Could you reproduce every line of the data listing below, word for word?

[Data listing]
======

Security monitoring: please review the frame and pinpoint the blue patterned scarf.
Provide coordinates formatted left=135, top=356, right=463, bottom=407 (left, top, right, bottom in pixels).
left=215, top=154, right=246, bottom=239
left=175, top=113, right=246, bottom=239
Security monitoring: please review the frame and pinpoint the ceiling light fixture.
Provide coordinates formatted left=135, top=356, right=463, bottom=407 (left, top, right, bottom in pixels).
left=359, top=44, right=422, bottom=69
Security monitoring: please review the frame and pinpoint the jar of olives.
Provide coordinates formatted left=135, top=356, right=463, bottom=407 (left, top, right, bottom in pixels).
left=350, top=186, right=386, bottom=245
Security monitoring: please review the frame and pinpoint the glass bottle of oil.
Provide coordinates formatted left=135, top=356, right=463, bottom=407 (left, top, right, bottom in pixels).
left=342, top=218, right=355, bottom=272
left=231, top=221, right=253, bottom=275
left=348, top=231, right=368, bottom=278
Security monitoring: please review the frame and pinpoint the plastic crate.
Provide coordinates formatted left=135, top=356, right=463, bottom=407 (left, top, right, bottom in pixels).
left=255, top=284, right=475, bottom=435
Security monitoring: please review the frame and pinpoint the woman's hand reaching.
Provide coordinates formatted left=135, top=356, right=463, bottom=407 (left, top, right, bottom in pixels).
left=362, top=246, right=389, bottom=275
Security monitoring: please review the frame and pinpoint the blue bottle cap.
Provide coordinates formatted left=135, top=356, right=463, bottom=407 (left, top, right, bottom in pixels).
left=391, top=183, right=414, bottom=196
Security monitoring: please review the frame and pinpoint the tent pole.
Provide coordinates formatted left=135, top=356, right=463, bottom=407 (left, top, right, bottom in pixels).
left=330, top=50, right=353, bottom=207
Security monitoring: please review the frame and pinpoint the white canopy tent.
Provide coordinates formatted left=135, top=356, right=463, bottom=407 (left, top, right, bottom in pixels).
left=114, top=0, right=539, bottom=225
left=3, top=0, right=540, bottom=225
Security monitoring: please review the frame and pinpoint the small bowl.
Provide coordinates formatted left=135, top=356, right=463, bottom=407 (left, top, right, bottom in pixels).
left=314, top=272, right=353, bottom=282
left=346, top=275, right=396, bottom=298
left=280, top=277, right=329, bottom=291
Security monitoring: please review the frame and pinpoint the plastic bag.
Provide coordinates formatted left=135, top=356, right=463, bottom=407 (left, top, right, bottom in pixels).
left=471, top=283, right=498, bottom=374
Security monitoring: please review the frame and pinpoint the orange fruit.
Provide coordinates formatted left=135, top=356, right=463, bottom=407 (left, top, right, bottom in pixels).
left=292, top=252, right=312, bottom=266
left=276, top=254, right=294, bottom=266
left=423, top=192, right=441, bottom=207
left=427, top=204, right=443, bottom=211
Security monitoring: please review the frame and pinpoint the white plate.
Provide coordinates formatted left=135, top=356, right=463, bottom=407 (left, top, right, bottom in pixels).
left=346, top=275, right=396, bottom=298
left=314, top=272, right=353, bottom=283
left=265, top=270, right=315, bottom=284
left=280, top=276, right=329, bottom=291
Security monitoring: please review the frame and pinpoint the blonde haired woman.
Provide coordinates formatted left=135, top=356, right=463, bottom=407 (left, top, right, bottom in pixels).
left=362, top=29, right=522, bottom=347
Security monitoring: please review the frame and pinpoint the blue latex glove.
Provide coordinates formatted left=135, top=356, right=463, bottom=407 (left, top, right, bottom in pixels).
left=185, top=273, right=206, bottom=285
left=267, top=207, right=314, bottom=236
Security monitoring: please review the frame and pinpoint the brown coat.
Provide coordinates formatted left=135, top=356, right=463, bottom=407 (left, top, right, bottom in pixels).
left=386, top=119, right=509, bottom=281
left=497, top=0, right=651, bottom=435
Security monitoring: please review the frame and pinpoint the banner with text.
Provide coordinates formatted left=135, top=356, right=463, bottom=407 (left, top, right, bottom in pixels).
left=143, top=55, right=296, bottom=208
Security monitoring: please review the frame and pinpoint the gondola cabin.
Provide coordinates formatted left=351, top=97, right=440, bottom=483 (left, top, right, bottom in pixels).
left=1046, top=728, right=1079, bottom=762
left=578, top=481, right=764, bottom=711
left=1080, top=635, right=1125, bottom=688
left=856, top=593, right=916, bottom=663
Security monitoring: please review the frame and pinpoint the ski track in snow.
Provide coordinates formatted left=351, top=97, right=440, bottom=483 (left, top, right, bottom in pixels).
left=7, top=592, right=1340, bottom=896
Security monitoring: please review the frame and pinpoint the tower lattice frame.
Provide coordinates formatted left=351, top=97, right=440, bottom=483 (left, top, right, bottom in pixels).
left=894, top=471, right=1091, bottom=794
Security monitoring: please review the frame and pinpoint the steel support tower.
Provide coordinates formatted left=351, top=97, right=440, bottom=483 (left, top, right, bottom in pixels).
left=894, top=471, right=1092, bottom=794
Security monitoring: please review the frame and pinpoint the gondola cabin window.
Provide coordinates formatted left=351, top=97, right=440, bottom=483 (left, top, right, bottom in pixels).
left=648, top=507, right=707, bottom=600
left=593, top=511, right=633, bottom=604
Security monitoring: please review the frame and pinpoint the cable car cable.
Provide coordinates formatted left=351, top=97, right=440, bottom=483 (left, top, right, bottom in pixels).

======

» **WORKED SOLUTION**
Security monitoring: please review the frame and pinpoint the blue patterned scarf.
Provide coordinates formatted left=135, top=356, right=463, bottom=407 (left, top, right, bottom in pixels).
left=215, top=154, right=246, bottom=239
left=175, top=113, right=246, bottom=239
Security monitoring: please review the frame and pinpoint the ceiling light fixture.
Provide coordinates formatted left=135, top=356, right=463, bottom=407 (left, top, right, bottom in pixels).
left=359, top=44, right=422, bottom=69
Security monitoring: please review the frame and pinpoint the jar of olives.
Provide coordinates formatted left=135, top=356, right=463, bottom=407 (left, top, right, bottom in pixels).
left=350, top=186, right=386, bottom=245
Security monitoring: please review the frame and pinpoint the glass bottle of oil.
Provide coordinates formatted left=135, top=356, right=463, bottom=407 (left, top, right, bottom in pixels).
left=342, top=218, right=355, bottom=272
left=231, top=221, right=253, bottom=275
left=348, top=231, right=368, bottom=278
Security monitoring: please review the frame and pinpoint the plastic crate.
Provide coordinates formatted left=135, top=356, right=463, bottom=407 (left, top, right, bottom in pixels).
left=255, top=284, right=475, bottom=435
Security monitoring: please review the frame and pinpoint the woman's hand reaching.
Provide coordinates formatted left=135, top=356, right=463, bottom=407 (left, top, right, bottom in pixels).
left=362, top=246, right=389, bottom=275
Security monitoring: please review the frame and pinpoint the blue bottle cap.
Provide coordinates formatted left=135, top=356, right=463, bottom=407 (left, top, right, bottom in pixels).
left=391, top=183, right=414, bottom=196
Security monitoring: please review the frame and pinpoint the tent pole.
Provide coordinates formatted left=135, top=356, right=463, bottom=407 (left, top, right, bottom in pixels).
left=330, top=50, right=353, bottom=207
Security monitoring: please review the frame and pinpoint the white canopy tent.
Provide coordinates formatted left=135, top=356, right=463, bottom=407 (left, top, right, bottom in pixels).
left=114, top=0, right=539, bottom=225
left=3, top=0, right=540, bottom=225
Security monitoring: please review the frame and pinpoint the small bowl.
Provide coordinates formatted left=135, top=356, right=463, bottom=407 (left, top, right, bottom in pixels).
left=314, top=272, right=353, bottom=282
left=346, top=275, right=396, bottom=298
left=280, top=277, right=329, bottom=291
Security monitoring: please review the frame and pinpoint the plastic bag.
Provide coordinates formatted left=135, top=356, right=463, bottom=407 (left, top, right, bottom in pixels).
left=471, top=283, right=498, bottom=374
Security monitoring: please review the frame and pinpoint the orange fruit.
Provide coordinates formatted left=135, top=356, right=463, bottom=407 (left, top, right, bottom in pixels).
left=292, top=252, right=312, bottom=266
left=276, top=254, right=294, bottom=266
left=423, top=192, right=441, bottom=207
left=427, top=204, right=443, bottom=211
Security monitoring: please review the frame and pinpoint the white plate.
Provide coordinates formatted left=135, top=356, right=463, bottom=407 (left, top, right, bottom in pixels).
left=346, top=275, right=396, bottom=298
left=314, top=272, right=353, bottom=283
left=265, top=270, right=315, bottom=284
left=280, top=276, right=329, bottom=291
Security monitoring: please review the frame and pinpoint the blonde haired woman.
Provide coordinates formatted left=135, top=356, right=463, bottom=407 (left, top, right, bottom in pixels).
left=362, top=29, right=522, bottom=347
Security monitoring: please review the frame and pinpoint the blue latex glove.
Provide coordinates formatted left=135, top=356, right=463, bottom=407 (left, top, right, bottom in pixels).
left=185, top=273, right=206, bottom=285
left=267, top=207, right=314, bottom=236
Security monitoring: please review the frame and pinpoint the brown coat.
Provide coordinates formatted left=135, top=356, right=463, bottom=407 (left, top, right, bottom in pixels).
left=386, top=119, right=509, bottom=281
left=497, top=0, right=651, bottom=435
Security monitoring: please review the frame and pinpoint the banner with text.
Provide coordinates formatted left=135, top=356, right=463, bottom=407 (left, top, right, bottom in pixels).
left=143, top=55, right=296, bottom=208
Security monitoring: please review the frame and pinpoint the gondola cabin.
Provide coordinates formatted left=351, top=97, right=440, bottom=483 (left, top, right, bottom in pixels).
left=1046, top=728, right=1079, bottom=762
left=578, top=481, right=764, bottom=711
left=1080, top=635, right=1125, bottom=688
left=856, top=593, right=916, bottom=663
Security monitoring: please review the frame and pinpoint the ski track in snow.
Provide coordinates formatted left=351, top=97, right=440, bottom=483 (left, top, right, bottom in pixels).
left=7, top=592, right=1340, bottom=896
Security monitoring: please review the frame and pinpoint the tower lattice frame.
Provide coordinates formatted left=351, top=97, right=440, bottom=483 (left, top, right, bottom in pixels).
left=894, top=471, right=1091, bottom=794
Security monitoring: please review the frame and pinpoint the steel support tower.
Provide coordinates formatted left=351, top=97, right=440, bottom=483 (left, top, right, bottom in pixels).
left=894, top=471, right=1092, bottom=794
Security monitoring: please review the frame and pinpoint the gondola cabin window.
Provide coordinates formatted left=351, top=97, right=440, bottom=483 (left, top, right, bottom in pixels).
left=648, top=507, right=707, bottom=600
left=593, top=511, right=633, bottom=604
Security monitoring: please review the frame and pinpoint the cable car cable.
Provide coordinates formatted left=351, top=97, right=440, bottom=483 (left, top, right, bottom in pixels).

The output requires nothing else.